* Work required
An acceptable response holds only the line containing "# spot a pin on each instance of the round" and every line after it to the end of the records, each reproduced exactly.

* Saved data entries
——

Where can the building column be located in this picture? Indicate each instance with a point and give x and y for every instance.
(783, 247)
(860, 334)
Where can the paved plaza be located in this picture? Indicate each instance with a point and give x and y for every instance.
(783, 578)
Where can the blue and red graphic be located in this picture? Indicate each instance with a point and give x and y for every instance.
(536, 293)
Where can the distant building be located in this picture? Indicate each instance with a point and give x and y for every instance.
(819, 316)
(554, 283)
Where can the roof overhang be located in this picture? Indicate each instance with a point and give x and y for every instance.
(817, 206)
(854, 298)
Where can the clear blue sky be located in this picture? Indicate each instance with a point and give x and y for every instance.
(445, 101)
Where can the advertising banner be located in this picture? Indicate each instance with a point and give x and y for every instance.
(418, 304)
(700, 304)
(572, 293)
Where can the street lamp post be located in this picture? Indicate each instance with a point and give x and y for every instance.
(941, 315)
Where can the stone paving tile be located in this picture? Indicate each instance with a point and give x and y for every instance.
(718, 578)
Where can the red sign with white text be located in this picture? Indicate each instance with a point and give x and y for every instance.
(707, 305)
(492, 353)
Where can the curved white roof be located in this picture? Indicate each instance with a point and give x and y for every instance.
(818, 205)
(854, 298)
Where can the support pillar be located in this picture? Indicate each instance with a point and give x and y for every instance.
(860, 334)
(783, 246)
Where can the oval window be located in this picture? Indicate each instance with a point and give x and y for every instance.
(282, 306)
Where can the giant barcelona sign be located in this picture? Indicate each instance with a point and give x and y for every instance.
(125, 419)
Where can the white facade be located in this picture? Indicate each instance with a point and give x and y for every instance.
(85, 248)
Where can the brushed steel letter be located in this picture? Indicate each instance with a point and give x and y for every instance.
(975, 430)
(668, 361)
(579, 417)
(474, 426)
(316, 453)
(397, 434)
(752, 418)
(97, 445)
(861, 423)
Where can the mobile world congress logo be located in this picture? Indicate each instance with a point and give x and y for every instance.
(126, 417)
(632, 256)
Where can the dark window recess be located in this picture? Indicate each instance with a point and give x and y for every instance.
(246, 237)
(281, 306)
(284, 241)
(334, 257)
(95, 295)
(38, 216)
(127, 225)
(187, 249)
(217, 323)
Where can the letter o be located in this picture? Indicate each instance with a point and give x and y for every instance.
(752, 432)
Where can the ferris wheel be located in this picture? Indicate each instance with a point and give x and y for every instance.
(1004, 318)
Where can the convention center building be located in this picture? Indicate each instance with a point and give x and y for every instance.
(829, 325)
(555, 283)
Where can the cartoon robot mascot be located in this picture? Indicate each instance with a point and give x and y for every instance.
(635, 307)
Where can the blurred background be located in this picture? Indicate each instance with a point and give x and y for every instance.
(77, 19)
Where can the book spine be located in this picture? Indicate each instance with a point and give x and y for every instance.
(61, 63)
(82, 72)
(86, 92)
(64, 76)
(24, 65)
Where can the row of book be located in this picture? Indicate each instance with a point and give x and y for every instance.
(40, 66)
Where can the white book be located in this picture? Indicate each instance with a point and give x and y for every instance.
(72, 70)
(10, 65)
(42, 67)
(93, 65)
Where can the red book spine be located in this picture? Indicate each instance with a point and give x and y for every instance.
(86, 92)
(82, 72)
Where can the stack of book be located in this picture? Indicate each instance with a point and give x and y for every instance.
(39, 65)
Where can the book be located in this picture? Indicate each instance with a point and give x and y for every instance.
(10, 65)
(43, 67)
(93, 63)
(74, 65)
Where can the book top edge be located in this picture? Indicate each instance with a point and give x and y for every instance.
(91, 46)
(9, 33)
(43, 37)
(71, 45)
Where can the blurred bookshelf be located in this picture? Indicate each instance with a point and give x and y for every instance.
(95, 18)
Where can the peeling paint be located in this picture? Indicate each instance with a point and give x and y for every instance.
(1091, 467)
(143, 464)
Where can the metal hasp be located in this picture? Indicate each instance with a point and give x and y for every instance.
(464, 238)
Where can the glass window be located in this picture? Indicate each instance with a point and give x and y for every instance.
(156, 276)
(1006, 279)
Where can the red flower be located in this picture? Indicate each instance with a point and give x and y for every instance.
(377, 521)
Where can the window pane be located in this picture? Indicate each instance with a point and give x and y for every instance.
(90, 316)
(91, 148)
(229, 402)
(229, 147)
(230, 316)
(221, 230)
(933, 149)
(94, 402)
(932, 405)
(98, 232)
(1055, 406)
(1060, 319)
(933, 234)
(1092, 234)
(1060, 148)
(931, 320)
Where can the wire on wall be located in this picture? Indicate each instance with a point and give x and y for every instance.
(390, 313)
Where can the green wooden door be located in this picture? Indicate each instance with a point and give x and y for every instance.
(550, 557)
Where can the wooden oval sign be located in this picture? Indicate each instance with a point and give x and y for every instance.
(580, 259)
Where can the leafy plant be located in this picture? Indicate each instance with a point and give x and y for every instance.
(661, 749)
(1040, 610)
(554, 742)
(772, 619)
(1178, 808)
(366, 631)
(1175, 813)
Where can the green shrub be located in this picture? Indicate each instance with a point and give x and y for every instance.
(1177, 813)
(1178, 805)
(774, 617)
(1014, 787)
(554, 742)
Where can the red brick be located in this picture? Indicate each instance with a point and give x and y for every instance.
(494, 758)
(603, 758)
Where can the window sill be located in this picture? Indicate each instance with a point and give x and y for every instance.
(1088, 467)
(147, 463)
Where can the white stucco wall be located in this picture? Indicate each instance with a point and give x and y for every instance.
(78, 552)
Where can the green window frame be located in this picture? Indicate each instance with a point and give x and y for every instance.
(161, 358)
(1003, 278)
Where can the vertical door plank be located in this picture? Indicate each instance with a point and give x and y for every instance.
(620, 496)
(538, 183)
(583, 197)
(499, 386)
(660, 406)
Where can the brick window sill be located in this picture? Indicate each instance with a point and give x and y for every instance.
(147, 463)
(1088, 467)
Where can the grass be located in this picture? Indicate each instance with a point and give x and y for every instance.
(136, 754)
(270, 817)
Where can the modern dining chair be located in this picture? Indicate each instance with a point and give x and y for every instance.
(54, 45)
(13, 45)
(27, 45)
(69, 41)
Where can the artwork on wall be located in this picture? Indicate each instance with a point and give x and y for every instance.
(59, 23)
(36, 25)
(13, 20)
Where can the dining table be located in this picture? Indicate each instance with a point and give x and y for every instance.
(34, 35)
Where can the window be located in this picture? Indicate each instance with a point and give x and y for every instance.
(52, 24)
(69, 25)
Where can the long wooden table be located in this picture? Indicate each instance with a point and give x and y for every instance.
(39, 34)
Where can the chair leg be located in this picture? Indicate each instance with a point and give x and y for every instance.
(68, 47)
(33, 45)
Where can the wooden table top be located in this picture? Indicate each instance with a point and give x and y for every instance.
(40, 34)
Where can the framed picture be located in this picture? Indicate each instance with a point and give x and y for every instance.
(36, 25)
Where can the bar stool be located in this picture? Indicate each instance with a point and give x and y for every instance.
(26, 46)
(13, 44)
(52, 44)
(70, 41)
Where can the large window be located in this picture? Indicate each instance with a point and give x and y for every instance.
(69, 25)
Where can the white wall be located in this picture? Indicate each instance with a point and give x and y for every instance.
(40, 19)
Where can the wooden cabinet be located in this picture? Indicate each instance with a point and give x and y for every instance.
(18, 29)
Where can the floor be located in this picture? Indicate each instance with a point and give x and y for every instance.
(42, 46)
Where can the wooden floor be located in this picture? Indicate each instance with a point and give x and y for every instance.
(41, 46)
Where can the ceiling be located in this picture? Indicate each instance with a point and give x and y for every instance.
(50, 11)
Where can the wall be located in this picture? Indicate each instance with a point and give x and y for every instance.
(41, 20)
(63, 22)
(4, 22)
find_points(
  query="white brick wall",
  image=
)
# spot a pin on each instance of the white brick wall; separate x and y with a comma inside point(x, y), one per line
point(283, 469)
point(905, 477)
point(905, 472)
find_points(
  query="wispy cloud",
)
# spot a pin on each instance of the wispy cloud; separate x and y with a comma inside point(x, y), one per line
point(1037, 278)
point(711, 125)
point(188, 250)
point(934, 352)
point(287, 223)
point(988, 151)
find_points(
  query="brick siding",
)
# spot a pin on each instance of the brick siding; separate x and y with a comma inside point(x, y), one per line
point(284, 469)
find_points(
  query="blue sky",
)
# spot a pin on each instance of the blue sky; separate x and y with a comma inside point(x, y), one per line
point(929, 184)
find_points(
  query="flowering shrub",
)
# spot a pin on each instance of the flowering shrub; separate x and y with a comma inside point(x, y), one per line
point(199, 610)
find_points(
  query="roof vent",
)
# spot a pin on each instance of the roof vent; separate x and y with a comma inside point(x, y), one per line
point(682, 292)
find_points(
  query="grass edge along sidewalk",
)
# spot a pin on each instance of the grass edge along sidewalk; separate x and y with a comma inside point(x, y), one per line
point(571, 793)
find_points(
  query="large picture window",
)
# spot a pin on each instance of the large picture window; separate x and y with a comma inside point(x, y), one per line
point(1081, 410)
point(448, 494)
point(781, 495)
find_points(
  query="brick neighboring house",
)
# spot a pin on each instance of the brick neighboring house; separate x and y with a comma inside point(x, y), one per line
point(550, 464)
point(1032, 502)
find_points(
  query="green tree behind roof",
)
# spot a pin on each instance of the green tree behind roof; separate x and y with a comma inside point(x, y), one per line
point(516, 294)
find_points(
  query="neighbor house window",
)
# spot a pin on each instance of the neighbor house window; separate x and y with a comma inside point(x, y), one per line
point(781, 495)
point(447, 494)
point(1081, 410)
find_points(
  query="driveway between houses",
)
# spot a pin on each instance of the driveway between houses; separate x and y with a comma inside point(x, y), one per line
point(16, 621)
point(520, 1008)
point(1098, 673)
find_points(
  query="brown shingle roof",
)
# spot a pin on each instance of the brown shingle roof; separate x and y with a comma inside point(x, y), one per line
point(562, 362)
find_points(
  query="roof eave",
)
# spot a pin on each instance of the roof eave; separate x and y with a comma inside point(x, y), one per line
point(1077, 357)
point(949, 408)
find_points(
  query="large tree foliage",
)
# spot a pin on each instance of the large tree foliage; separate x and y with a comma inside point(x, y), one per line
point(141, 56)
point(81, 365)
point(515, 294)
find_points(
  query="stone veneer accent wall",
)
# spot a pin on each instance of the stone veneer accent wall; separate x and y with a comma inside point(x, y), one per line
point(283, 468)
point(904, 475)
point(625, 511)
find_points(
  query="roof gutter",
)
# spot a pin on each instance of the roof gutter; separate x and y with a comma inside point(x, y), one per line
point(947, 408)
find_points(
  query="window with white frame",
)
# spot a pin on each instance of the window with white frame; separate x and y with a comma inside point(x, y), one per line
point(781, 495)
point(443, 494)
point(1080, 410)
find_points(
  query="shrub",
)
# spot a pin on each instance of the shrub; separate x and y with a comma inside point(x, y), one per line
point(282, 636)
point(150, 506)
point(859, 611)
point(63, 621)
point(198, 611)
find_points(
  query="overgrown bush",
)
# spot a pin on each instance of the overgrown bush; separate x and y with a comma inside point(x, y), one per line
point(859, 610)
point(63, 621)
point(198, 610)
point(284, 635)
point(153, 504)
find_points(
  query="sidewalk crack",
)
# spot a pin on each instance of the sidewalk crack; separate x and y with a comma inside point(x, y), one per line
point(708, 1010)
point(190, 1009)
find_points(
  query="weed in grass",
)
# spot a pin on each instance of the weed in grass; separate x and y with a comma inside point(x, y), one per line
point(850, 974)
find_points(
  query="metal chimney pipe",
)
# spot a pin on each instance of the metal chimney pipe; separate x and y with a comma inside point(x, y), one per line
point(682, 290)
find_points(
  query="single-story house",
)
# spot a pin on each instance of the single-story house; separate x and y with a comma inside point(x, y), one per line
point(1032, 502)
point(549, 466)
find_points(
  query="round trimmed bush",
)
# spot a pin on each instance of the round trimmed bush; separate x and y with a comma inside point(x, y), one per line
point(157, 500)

——

* Reply
# spot a pin on each instance of the round trimmed bush; separate x and y with a comma inside point(x, y), one per line
point(157, 500)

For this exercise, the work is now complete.